◆ What is required: All entries should be printed precisely as written.

Stored records

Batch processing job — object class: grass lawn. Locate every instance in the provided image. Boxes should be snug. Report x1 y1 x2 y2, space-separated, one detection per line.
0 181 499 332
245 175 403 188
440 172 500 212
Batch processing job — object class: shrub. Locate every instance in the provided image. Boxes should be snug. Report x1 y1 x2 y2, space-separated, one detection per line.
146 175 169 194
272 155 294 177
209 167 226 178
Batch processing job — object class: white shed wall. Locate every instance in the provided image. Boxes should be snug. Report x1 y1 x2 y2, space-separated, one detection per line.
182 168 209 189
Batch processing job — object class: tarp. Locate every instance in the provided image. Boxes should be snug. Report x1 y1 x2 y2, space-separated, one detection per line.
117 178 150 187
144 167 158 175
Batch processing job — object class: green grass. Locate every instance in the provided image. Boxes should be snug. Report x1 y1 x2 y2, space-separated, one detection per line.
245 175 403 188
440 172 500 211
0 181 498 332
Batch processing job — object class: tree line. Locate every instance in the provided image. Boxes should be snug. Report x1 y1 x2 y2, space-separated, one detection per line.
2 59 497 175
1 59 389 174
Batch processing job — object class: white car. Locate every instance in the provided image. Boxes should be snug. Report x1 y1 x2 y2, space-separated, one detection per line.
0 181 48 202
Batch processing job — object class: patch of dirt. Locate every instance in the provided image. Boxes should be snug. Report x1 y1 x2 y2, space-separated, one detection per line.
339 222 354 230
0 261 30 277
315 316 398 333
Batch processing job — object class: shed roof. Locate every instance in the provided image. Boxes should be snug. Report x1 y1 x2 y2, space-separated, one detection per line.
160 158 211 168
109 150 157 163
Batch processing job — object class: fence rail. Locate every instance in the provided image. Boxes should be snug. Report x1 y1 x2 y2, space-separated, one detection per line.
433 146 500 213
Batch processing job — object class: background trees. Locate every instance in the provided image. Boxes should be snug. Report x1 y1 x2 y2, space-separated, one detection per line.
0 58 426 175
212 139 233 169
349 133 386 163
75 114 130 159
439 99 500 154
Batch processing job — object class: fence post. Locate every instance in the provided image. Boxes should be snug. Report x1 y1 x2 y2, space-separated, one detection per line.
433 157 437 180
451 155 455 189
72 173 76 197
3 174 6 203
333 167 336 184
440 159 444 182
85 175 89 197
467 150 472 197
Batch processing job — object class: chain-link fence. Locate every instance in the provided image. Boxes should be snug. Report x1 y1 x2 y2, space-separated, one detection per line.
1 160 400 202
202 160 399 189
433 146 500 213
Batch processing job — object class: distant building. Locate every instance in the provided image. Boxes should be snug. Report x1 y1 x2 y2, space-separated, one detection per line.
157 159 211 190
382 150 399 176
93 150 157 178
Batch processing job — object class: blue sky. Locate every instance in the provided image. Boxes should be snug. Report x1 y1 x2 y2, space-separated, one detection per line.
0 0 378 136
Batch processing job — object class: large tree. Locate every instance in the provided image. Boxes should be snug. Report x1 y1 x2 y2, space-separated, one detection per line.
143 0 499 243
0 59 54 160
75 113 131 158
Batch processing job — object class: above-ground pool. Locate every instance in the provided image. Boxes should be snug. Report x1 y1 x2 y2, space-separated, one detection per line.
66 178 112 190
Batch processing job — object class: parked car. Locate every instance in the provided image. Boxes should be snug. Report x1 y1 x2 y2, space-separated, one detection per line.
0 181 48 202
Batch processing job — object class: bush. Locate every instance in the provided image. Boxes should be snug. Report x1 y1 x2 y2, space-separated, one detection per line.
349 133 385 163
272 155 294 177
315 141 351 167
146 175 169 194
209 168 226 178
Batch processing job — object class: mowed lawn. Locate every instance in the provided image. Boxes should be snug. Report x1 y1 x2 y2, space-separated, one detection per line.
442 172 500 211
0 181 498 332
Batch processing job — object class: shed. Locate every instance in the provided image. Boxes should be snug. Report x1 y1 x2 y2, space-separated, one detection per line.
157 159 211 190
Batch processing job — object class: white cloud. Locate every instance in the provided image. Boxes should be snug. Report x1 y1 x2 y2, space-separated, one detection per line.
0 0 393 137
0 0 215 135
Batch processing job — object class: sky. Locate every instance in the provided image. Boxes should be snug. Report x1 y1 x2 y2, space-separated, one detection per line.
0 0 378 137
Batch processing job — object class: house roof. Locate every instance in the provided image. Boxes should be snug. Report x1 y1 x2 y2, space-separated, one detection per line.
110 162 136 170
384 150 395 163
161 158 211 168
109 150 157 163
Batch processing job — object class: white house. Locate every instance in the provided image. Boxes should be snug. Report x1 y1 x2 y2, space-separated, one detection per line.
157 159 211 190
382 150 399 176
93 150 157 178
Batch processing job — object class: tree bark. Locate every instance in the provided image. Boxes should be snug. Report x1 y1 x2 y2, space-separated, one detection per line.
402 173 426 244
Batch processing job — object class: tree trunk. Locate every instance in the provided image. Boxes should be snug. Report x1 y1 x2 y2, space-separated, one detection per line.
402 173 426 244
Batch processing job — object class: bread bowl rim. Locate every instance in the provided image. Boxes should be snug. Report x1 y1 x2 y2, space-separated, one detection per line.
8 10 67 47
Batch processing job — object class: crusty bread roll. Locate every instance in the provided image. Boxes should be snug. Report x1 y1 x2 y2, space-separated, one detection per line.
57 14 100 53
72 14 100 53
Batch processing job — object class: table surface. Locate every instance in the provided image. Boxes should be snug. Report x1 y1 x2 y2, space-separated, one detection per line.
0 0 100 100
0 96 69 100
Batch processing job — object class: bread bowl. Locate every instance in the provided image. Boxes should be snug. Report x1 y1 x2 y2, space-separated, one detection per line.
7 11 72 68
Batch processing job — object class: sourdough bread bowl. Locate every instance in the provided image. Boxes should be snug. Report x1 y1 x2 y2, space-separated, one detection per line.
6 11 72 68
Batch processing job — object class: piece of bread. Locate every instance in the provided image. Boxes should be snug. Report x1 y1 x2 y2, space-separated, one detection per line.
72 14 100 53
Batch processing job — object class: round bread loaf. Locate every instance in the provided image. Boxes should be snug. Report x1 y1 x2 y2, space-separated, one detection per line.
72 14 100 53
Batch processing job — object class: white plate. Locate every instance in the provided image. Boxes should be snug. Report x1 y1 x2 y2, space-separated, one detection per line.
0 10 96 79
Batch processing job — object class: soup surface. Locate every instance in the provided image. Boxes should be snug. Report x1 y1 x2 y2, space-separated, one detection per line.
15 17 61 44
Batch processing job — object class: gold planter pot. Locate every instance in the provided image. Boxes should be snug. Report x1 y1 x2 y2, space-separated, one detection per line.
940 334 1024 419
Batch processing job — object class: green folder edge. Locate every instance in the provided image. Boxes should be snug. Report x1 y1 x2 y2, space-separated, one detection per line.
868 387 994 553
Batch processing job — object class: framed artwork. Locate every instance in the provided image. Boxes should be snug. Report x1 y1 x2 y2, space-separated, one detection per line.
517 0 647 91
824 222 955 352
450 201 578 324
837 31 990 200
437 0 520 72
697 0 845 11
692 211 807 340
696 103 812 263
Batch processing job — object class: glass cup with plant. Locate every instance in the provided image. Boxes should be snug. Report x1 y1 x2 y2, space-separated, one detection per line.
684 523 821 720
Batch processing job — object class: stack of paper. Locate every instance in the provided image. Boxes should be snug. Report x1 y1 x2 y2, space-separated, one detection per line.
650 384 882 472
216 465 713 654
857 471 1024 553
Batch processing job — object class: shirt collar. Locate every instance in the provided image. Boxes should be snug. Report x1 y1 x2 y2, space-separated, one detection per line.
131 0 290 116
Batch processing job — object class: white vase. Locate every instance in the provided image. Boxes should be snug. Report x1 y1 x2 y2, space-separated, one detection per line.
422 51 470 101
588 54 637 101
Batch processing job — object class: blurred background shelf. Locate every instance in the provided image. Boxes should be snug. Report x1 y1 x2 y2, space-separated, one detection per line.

◆ Result of the exercise:
Batch processing job — object class: grass lawn. Locate every instance in the provided image. Boxes should be snug. Report x1 y1 x2 y2, space-separated, one detection per line.
0 181 499 332
245 175 403 188
440 172 500 212
Batch processing job — object class: shrub. Locate every instance in the provided image. Boxes should be snug. Report x1 y1 x2 y2, space-separated, one detection per line.
146 175 169 194
272 155 294 177
209 167 226 178
Batch processing job — object class: white shed wall. Locate every instance in the provided image. Boxes should be snug. Report x1 y1 x2 y2, space-separated, one detection per line.
182 168 209 189
Batch processing job — object class: tarp. Locate every instance in the provided image. Boxes should be snug. Report x1 y1 x2 y2, space-separated, one detection per line.
117 178 150 187
144 167 158 175
Batch processing job — object class: green grass. Locate every instance in the provided image. Boxes should be snug. Report x1 y1 x2 y2, space-separated, one detection per line.
245 175 403 188
440 172 500 211
0 181 498 332
Batch processing job — object class: tree line. Locate every instance in the provided image. Boxes should be snug. Report x1 y1 x2 y2, space-separated, one detection per line.
2 59 497 175
1 59 389 174
Batch processing job — object class: white car. Locate every instance in the provided image. Boxes should be snug. Report x1 y1 x2 y2, space-separated, one detection per line.
0 181 48 202
Batch processing job — object class: patch of dirt. Locate every instance in the provided image. Boxes should be snug. Report x1 y1 x2 y2, space-separated, one detection per line.
339 222 354 230
0 261 30 277
315 316 398 333
Batch processing job — object class: shed roof. Locate every instance in the provided image. Boxes should be snug. Report x1 y1 x2 y2, space-separated, one detection per line.
160 158 211 168
109 150 157 163
Batch processing job — object class: fence rail. Locate every instance in the provided image. Boxes should be snug. Report x1 y1 x2 y2, space-separated, one detection per line.
433 146 500 213
Batch processing job — object class: background trees. Locate every instance in the provided image. Boxes should be snug. Report x1 y1 x2 y2, space-separated, one detection per line.
0 58 426 175
212 139 233 169
349 133 386 163
75 114 130 159
439 99 500 154
Batch processing job — object class: fence post. Locate every instance in the provided image. Boxes should be snug. Report x1 y1 x2 y2, space-separated, one detection per line.
433 157 437 180
451 155 455 189
72 173 76 197
3 174 6 203
333 167 336 184
440 159 444 182
85 175 89 197
467 150 472 197
Batch processing job — object class: chain-link fence. Locate every instance in the provided image. Boxes should be snug. Report x1 y1 x2 y2, space-separated, one detection per line.
1 160 400 202
202 160 399 189
433 146 500 213
Batch processing job — object class: distant building. Locate every instance in the provided image. Boxes should be snug. Report x1 y1 x2 y2, space-separated, one detection per line.
157 159 211 190
382 150 399 176
93 150 157 178
Batch processing job — object class: blue sky. Locate every instance in the provided image. Boxes should be snug. Report x1 y1 x2 y2, space-separated, one detection per line.
0 0 378 136
Batch processing job — object class: large tree. Locate every instance in the provided image. Boxes should be snug. Report x1 y1 x2 y2, space-separated, one detection per line.
143 0 499 243
0 59 54 160
75 113 131 158
Batch processing job — object class: above-ground pool. Locate every instance in the provided image. Boxes should be snug. Report x1 y1 x2 y2, space-separated, one detection per line.
66 178 112 190
Batch processing job — object class: parked car. Locate every instance in the provided image. Boxes should be snug. Report x1 y1 x2 y2, space-separated, one detection per line.
0 181 48 202
Batch processing job — object class: bush. Locate every instance in the provided image. Boxes should be snug. Report x1 y1 x2 y2, space-separated, one detection per line.
349 133 385 163
272 155 294 177
315 141 351 167
146 175 169 194
209 168 226 178
Batch processing job — object class: mowed lawn. Locate every instance in the provided image. Boxes should be snug. Report x1 y1 x2 y2, space-separated, one detection per line.
442 172 500 211
0 181 498 332
Batch processing job — object class: shed. Locate every instance in the provided image. Boxes should be snug. Report x1 y1 x2 y2, space-separated, one detection per line.
157 159 211 190
Batch processing job — object class: white cloud. Locate every instance in the provided image. Boxes should be snug. Report x1 y1 x2 y2, space-separated, one detection per line.
0 0 393 137
0 0 215 135
Batch processing job — object class: sky. Locate every instance in the provided image. Boxes should be snug. Report x1 y1 x2 y2, space-separated, one detection per line.
0 0 378 137
Batch processing job — object class: house roof. Locate every instance in the provided image. Boxes should be snug. Report x1 y1 x2 y2, space-separated, one detection per line.
110 162 136 170
384 150 395 163
161 158 211 168
109 150 157 163
Batch processing job — object class: white house. Locate every instance in the provided image. Boxes should be snug. Report x1 y1 x2 y2, space-separated, one detection per line.
157 159 211 190
382 150 399 176
93 150 157 178
Batch processing job — object class: tree bark. Locate every instance in the provided image. Boxes should be snug. Report x1 y1 x2 y2, space-separated, one detection per line.
402 173 426 244
Batch processing job — object class: tree trunk. Locate every instance in the provided image. Boxes should be snug. Report x1 y1 x2 y2, space-separated, one detection per line.
402 173 426 244
Batch processing job — object class: bread bowl rim. Locate every instance in the provided image. Boxes should be snug. Report x1 y1 x2 y2, space-separated, one detection per line.
8 10 67 47
Batch processing job — object class: crusty bread roll. Locate every instance in the provided image. Boxes should be snug. Report x1 y1 x2 y2, space-separated, one detection per line.
57 14 100 53
72 14 100 53
Batch processing job — object class: table surface. Locate every instance in the provided image. Boxes should be snug. Report x1 y1 x2 y2, space-separated, one detection per line.
0 0 100 100
0 96 69 100
Batch processing job — object class: bread bowl. Locate every instance in the provided image. Boxes should be snug. Report x1 y1 x2 y2, space-separated, one detection per line.
7 11 72 68
Batch processing job — object class: sourdough bread bowl. Locate every instance in the provided image. Boxes should be snug. Report x1 y1 x2 y2, space-separated, one detection per line.
6 11 72 68
Batch processing job — object class: piece of bread. Locate every instance in the provided image. Boxes should be snug. Report x1 y1 x2 y2, space-separated, one detection per line.
72 14 100 53
Batch processing job — object class: round bread loaf. Locate every instance in the provided image. Boxes should be snug. Report x1 y1 x2 y2, space-separated, one detection per line.
72 14 100 53
Batch processing job — object class: white plate. Locate every instance in the provided image. Boxes should be snug. Report x1 y1 x2 y2, space-separated, one detection per line.
0 10 96 79
Batch processing job — object class: soup surface. Locate every instance in the provided image. Boxes should be snug. Report x1 y1 x2 y2, space-separated, one detection per line.
15 17 61 44
Batch processing job — object class: gold planter pot. Locate every instance in the provided image. Boxes should be snug. Report x1 y1 x2 y2, space-separated, one detection per line.
940 334 1024 419
Batch processing job — object class: green folder edge. Locate every instance in the provided image. Boxes should be snug. Report x1 y1 x2 y2, space-separated, one detection per line.
868 387 994 553
Batch processing job — object class: framed artwork. Locate every instance in the provided image. Boxes should be snug. Report x1 y1 x2 y2, space-separated, one detection per line.
517 0 647 91
824 222 955 352
450 201 578 324
837 31 990 200
437 0 520 72
697 0 845 11
692 211 807 340
696 103 812 263
Batch processing job — object class: glass cup with plant. Locate every instance in the provided image. Boxes should be snug. Report x1 y1 x2 y2, space-separated, one detection per line.
684 523 821 720
Batch processing job — object class: stack of paper. Locate every instance in the provided image. Boxes should be snug. Report x1 y1 x2 y2, space-separated, one detection per line.
650 384 882 472
216 465 713 654
857 471 1024 553
Batch processing job — object class: shirt collar. Locate every instance in the provided image. Boxes should be snug. Report x1 y1 x2 y2, space-separated, one detection per line.
131 0 290 116
Batch processing job — object class: white vase. Locate every instance in the provided image. Boxes should be snug. Report x1 y1 x2 y2, space-separated, one detection per line.
422 51 470 101
588 54 637 101
Batch processing job — object class: blurred background shelf. Locate every instance in the provided image. Boxes should be snug. Report x1 y1 x2 y2, space-separated, one detection per line.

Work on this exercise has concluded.